== Prompt ==
Exactly as they appear, copy the lines of the listing from the one containing "Target: shallow tide pool" through the final line, both included, and nothing else.

— start The records —

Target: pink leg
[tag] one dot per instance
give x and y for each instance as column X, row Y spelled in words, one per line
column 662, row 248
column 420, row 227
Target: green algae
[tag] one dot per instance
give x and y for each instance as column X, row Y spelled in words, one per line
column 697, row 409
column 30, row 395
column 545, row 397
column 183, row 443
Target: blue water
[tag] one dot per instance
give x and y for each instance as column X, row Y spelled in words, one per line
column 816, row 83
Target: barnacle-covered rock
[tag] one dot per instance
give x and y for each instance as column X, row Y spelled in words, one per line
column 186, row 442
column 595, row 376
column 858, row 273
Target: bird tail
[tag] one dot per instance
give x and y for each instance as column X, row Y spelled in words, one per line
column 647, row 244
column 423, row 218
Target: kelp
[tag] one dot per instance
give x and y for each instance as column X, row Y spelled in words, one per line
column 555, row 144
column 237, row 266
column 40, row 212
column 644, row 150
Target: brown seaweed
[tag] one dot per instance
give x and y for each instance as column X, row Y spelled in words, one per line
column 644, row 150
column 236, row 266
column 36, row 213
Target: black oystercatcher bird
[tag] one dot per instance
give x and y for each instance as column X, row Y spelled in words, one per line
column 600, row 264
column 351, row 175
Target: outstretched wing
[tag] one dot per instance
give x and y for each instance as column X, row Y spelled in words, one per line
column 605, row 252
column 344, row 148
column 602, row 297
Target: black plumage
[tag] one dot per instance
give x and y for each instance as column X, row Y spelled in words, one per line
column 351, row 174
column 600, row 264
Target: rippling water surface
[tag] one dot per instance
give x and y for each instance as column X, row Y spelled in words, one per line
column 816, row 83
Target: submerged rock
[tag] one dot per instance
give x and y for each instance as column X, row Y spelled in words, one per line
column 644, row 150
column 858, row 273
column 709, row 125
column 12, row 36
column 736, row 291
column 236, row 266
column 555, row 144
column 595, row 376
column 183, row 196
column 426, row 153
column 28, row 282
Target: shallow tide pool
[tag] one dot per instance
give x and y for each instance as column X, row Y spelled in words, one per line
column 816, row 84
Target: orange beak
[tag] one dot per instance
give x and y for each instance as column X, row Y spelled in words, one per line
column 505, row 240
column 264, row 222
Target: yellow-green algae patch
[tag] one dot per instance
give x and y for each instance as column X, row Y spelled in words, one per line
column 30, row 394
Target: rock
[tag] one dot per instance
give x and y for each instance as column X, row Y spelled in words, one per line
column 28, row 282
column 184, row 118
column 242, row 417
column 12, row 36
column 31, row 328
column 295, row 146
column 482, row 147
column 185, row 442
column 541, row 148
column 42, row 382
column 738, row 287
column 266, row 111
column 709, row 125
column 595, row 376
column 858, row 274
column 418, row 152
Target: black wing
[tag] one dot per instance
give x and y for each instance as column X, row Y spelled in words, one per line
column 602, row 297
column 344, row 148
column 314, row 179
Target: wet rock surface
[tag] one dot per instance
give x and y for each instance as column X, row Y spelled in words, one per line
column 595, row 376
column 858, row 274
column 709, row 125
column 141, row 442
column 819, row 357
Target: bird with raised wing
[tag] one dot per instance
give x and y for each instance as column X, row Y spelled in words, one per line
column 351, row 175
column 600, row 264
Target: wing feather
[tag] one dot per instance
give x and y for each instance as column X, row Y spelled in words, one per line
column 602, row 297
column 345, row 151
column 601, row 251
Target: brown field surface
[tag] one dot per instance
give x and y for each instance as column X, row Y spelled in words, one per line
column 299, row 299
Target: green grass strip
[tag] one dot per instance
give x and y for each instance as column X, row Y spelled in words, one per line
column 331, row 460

— end The records —

== Answer for this exercise ==
Target: shallow tide pool
[tag] one dot per instance
give x and y for each instance as column X, row Y spelled in words, one per line
column 816, row 84
Target: orange beak
[tag] one dot per instance
give x and y for each instance as column X, row Y spelled in words, one per line
column 505, row 240
column 264, row 222
Target: yellow-green algae patch
[tag] one dot per instance
give x and y for each instance as column X, row Y spelled in words, one per line
column 30, row 394
Target: rock
[tag] one dot per instance
give x and y for each instance as column X, row Y spelled in words, one per line
column 28, row 282
column 184, row 118
column 242, row 417
column 12, row 36
column 31, row 328
column 295, row 146
column 482, row 147
column 185, row 442
column 541, row 148
column 42, row 382
column 738, row 287
column 266, row 111
column 709, row 125
column 595, row 376
column 858, row 274
column 418, row 152
Target: black wing
[tag] one dot per instance
give x and y for each instance as column X, row Y spelled in words, one per line
column 602, row 297
column 344, row 148
column 314, row 179
Target: wet rock surface
[tag] one dot per instance
give x and y for each instance as column X, row Y spelled in words, one per line
column 595, row 376
column 858, row 274
column 709, row 125
column 141, row 442
column 819, row 357
Target: bird with raised wing
[tag] one dot per instance
give x and y for each instance as column X, row Y spelled in words, one per line
column 351, row 175
column 600, row 264
Target: wing feather
[tag] one dot per instance
give x and y for each instance as column X, row Y spelled in words, one per line
column 602, row 297
column 345, row 151
column 601, row 251
Target: brown field surface
[tag] one dot per instance
give x and y for each instance as column X, row Y spelled in words, one per line
column 299, row 299
Target: green grass strip
[tag] one dot per instance
give x and y for each instance as column X, row Y spelled in words, one per line
column 331, row 460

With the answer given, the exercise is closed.